=== Given information ===
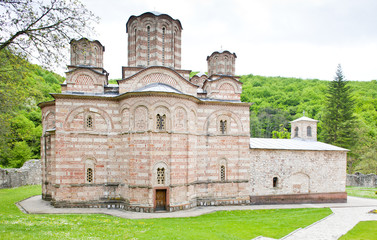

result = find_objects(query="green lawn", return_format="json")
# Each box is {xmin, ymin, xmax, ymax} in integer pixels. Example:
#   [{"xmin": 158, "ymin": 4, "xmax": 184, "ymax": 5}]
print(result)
[
  {"xmin": 339, "ymin": 221, "xmax": 377, "ymax": 240},
  {"xmin": 0, "ymin": 185, "xmax": 332, "ymax": 240},
  {"xmin": 346, "ymin": 186, "xmax": 377, "ymax": 199}
]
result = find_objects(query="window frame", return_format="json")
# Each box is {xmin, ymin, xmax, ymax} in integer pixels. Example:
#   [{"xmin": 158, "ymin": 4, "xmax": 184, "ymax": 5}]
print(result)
[
  {"xmin": 294, "ymin": 127, "xmax": 299, "ymax": 137},
  {"xmin": 156, "ymin": 114, "xmax": 166, "ymax": 131},
  {"xmin": 157, "ymin": 167, "xmax": 165, "ymax": 184},
  {"xmin": 307, "ymin": 126, "xmax": 312, "ymax": 137},
  {"xmin": 273, "ymin": 177, "xmax": 278, "ymax": 188},
  {"xmin": 220, "ymin": 165, "xmax": 226, "ymax": 181},
  {"xmin": 86, "ymin": 167, "xmax": 94, "ymax": 183}
]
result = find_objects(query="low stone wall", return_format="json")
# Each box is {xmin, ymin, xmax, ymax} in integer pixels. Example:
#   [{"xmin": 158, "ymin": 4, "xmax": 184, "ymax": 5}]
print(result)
[
  {"xmin": 347, "ymin": 173, "xmax": 377, "ymax": 188},
  {"xmin": 0, "ymin": 160, "xmax": 41, "ymax": 189},
  {"xmin": 249, "ymin": 192, "xmax": 347, "ymax": 205}
]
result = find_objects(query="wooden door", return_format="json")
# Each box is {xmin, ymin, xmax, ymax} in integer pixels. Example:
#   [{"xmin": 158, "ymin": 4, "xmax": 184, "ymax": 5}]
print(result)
[{"xmin": 155, "ymin": 189, "xmax": 166, "ymax": 211}]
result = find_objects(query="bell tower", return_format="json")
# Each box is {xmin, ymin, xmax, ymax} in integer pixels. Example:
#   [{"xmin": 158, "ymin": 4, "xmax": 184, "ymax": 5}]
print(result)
[{"xmin": 290, "ymin": 115, "xmax": 318, "ymax": 141}]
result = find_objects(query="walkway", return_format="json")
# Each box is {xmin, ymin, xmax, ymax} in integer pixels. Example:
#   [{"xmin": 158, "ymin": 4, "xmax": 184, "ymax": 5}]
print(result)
[{"xmin": 18, "ymin": 196, "xmax": 377, "ymax": 239}]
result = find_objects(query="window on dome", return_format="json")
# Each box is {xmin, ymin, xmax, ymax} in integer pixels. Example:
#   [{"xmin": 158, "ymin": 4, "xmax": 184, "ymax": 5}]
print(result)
[{"xmin": 147, "ymin": 26, "xmax": 150, "ymax": 65}]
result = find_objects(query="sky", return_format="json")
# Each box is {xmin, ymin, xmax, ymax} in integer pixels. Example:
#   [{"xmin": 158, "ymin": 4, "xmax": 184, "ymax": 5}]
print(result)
[{"xmin": 76, "ymin": 0, "xmax": 377, "ymax": 81}]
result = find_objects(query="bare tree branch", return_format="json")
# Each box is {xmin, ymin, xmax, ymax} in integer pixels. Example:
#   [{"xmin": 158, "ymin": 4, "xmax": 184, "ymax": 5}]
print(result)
[{"xmin": 0, "ymin": 0, "xmax": 99, "ymax": 68}]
===
What is expected
Whenever a line above includes "window", copy it in full.

Your solution
result = find_objects(query="window frame", return_format="json")
result = find_objects(query="window on dome", return_format="json")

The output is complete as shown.